## Set exercise:
Please write out the records from the line that contains "the air vent" through the line that contains "375], [130, 263]]", replacing "innermost point" with "central point" and leaving everything else unchanged. Return only those lines.

## Information supplied:
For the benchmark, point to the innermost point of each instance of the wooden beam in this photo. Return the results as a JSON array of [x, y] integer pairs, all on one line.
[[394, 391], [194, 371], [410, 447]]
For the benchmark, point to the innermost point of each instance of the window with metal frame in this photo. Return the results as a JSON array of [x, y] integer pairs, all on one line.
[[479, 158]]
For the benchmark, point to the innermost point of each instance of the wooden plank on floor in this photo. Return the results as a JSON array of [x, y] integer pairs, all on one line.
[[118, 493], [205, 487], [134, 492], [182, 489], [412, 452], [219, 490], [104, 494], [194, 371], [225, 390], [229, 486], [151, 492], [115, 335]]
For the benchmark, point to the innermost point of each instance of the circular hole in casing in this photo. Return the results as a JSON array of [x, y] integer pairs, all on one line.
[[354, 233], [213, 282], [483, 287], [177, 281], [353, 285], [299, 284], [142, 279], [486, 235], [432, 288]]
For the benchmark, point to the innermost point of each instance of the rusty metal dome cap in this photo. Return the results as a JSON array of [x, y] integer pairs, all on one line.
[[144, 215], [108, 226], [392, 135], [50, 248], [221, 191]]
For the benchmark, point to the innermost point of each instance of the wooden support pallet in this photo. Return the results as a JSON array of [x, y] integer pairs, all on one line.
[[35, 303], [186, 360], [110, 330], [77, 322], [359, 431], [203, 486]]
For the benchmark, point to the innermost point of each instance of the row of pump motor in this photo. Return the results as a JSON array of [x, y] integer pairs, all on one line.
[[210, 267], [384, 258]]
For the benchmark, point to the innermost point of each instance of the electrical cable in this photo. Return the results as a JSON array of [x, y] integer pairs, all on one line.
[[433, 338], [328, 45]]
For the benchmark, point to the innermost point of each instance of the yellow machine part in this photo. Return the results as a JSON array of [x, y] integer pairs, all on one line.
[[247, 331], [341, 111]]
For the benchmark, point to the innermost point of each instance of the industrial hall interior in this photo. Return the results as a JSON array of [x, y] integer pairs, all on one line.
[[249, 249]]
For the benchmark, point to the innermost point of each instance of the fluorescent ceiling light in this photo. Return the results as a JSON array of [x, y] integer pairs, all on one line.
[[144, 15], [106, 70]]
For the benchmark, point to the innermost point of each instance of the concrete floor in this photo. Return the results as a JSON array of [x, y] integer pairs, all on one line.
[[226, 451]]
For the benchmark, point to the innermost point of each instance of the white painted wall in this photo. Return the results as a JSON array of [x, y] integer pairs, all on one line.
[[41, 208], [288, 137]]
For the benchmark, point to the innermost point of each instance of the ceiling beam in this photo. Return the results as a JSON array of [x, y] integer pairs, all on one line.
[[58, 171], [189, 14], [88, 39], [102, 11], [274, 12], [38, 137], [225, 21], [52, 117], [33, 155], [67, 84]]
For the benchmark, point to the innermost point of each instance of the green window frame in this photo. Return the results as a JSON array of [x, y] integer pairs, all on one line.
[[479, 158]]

...

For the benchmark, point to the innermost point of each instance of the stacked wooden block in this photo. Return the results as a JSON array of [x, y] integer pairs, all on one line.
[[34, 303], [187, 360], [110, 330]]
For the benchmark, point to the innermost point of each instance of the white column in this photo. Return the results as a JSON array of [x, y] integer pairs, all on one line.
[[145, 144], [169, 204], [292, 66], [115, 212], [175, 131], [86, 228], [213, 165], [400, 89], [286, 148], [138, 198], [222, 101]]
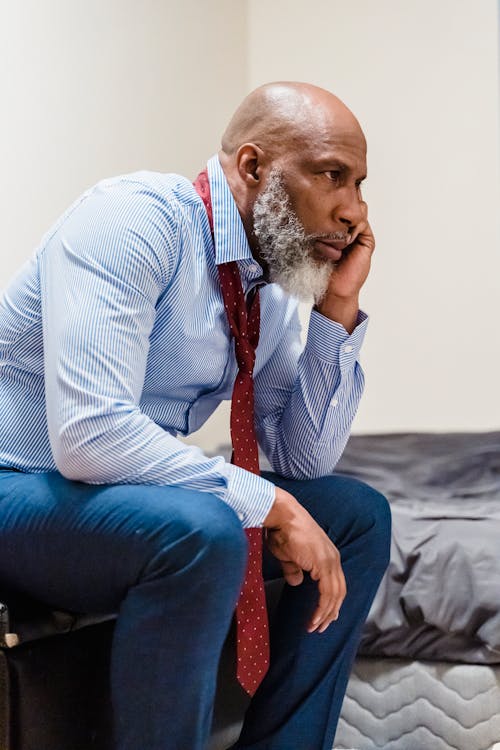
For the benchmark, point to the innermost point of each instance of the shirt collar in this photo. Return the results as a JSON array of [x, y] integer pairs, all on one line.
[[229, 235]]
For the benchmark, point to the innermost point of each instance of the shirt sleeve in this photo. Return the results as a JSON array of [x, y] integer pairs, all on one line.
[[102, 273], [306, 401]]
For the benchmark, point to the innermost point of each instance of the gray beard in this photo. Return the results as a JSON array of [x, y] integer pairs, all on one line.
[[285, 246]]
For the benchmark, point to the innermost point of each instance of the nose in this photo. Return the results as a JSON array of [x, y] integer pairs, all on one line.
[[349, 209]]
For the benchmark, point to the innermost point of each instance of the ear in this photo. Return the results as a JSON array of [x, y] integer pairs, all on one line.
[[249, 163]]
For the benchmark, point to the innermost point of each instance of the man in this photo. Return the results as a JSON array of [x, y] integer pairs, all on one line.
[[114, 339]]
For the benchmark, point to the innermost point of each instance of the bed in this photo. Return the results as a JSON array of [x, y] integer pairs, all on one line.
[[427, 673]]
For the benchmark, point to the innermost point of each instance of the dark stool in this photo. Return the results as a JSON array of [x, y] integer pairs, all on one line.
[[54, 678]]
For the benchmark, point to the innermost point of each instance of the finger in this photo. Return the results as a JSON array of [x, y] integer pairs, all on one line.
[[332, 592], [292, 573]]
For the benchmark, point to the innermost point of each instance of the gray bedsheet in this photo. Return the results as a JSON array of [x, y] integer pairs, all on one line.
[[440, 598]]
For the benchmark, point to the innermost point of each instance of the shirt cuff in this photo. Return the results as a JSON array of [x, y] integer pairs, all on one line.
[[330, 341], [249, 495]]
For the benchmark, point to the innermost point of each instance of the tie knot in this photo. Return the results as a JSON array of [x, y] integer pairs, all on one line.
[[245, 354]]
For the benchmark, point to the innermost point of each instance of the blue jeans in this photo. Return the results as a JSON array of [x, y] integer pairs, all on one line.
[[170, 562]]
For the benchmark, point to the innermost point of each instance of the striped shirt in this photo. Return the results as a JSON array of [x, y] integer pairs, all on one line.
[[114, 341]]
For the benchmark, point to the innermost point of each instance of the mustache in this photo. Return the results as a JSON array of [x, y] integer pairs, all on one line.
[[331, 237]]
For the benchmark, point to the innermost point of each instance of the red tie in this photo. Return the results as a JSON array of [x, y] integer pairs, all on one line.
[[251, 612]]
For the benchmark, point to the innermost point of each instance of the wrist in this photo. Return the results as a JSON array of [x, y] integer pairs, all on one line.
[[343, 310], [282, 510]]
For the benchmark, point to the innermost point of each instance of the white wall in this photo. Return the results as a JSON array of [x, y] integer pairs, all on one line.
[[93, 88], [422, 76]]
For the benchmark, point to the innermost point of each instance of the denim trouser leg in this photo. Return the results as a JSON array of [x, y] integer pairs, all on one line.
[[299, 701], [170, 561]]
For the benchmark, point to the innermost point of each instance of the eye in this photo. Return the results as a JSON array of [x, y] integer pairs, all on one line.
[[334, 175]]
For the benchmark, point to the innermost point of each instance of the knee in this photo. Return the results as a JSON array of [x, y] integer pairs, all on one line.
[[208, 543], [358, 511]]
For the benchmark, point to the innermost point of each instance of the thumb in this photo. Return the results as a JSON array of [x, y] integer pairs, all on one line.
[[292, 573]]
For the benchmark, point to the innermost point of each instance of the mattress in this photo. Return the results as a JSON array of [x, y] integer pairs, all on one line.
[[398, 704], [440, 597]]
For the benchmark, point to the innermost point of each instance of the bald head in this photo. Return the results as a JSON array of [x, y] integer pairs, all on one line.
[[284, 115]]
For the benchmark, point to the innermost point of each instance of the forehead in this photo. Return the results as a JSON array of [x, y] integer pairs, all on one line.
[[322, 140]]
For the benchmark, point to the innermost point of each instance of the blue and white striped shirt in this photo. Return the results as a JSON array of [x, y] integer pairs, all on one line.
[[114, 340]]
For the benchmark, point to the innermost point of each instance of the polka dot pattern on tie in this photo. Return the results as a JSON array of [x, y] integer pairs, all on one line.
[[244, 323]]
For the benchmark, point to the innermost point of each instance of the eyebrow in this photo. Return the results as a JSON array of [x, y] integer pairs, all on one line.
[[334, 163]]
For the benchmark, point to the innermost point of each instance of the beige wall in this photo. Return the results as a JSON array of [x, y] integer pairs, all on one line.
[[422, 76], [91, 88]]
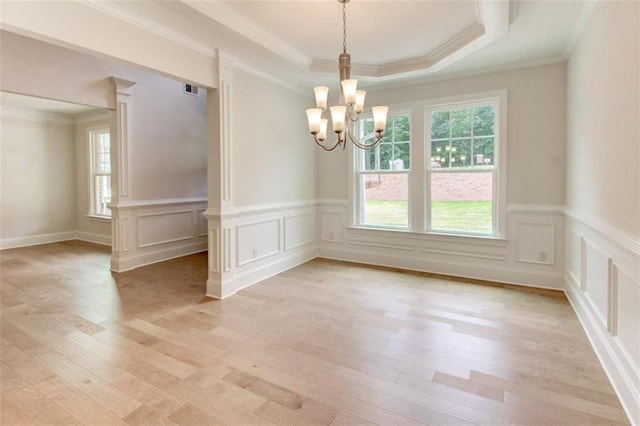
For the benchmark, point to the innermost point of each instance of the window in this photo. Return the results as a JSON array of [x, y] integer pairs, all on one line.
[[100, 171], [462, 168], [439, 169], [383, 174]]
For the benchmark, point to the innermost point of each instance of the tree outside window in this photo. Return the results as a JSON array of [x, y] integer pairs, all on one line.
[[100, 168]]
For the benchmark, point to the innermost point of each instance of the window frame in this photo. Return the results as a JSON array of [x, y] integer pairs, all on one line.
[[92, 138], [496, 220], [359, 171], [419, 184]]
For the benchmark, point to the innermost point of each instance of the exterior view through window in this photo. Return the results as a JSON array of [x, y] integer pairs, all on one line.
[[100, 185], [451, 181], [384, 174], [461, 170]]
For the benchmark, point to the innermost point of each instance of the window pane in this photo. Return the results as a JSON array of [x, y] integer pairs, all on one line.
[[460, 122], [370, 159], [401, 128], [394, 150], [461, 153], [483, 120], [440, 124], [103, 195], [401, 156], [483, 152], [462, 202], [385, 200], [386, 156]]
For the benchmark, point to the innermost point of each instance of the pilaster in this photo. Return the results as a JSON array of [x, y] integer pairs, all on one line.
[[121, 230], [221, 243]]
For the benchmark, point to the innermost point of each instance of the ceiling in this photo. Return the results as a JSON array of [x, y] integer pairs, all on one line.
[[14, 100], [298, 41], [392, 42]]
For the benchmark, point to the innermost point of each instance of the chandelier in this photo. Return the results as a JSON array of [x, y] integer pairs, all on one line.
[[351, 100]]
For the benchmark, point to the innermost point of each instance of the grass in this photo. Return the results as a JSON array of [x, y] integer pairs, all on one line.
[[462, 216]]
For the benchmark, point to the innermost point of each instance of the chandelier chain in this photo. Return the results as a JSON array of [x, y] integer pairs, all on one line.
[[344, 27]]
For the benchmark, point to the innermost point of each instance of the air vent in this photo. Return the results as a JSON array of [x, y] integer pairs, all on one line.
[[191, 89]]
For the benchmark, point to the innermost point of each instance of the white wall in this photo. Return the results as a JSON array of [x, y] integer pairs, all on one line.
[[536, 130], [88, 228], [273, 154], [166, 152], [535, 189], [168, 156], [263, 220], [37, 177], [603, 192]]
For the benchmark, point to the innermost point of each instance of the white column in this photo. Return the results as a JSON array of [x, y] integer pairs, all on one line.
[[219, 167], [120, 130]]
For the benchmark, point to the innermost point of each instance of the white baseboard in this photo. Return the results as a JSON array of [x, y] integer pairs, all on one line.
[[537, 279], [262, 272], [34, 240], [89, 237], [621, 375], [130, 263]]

* * *

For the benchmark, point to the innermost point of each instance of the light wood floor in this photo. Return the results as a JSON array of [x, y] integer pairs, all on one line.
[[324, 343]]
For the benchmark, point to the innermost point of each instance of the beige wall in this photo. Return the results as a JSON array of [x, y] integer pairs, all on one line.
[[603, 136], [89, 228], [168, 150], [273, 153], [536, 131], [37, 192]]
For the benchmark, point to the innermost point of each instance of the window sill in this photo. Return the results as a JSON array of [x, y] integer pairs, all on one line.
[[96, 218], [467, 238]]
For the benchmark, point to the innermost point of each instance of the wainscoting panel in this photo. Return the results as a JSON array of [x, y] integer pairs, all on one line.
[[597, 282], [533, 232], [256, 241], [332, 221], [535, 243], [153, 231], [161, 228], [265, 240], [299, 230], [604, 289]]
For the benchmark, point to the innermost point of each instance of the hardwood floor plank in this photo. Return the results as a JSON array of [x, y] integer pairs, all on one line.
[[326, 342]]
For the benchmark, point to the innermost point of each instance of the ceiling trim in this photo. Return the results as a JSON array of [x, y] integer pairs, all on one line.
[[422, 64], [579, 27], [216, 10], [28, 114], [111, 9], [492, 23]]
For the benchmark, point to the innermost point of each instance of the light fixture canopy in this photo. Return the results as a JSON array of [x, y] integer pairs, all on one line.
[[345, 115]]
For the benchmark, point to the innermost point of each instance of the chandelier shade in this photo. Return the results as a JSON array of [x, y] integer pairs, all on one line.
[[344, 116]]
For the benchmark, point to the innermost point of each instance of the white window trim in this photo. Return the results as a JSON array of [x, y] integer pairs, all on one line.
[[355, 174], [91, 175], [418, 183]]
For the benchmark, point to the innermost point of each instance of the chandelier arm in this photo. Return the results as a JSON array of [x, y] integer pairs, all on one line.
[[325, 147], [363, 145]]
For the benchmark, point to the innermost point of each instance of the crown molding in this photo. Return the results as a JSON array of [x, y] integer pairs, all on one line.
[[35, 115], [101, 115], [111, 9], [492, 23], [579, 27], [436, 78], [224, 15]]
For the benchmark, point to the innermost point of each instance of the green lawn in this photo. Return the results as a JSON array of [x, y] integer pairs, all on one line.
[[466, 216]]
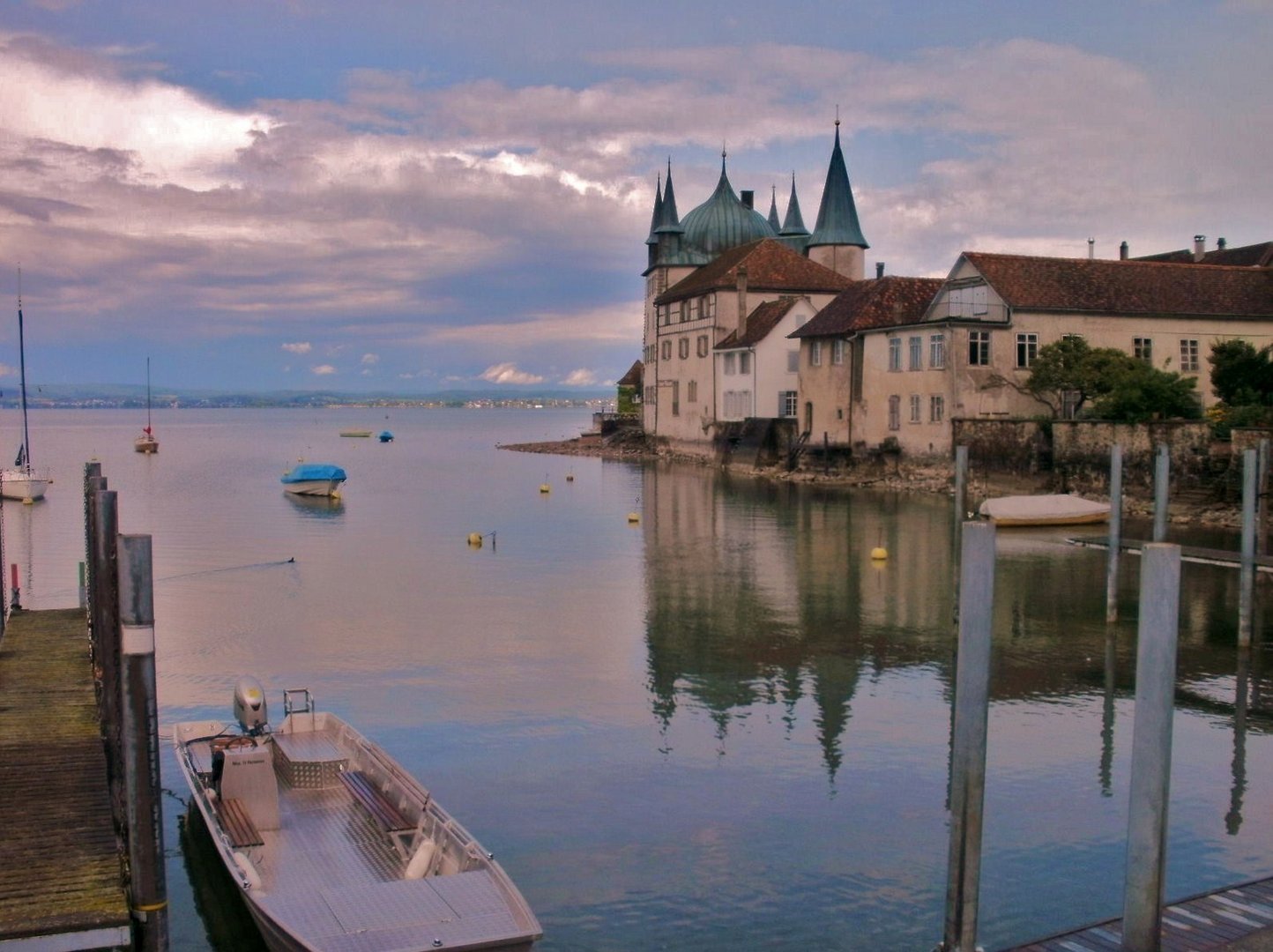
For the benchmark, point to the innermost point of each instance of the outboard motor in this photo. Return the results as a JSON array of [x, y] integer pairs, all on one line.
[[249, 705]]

## Solution for this task:
For the benchmark, point to the central point of each instance of the air vent in this photo. Return the results as a JSON array of [x, y] integer pairs, all on one line.
[[191, 89]]
For the benchmark, point to the central point of each instance of the white wall in this photo. Return the results as a JSON array of [x, y] integer pairs, all on one line.
[[536, 130], [88, 228], [273, 154], [166, 152], [535, 189], [168, 156], [263, 220], [37, 177], [603, 192]]
For the benchmark, point to the central point of each instance of the white column in this photo. Return the results as a JSON array of [x, y] integer pairs, all on one line.
[[219, 167], [120, 130]]
For the benchmark, point to the central point of each instance of the white baseboard in this photo. Return the results as a JSON array of [x, y] integer pairs, all on one line.
[[537, 279], [262, 272], [34, 240], [89, 237], [621, 375], [130, 263]]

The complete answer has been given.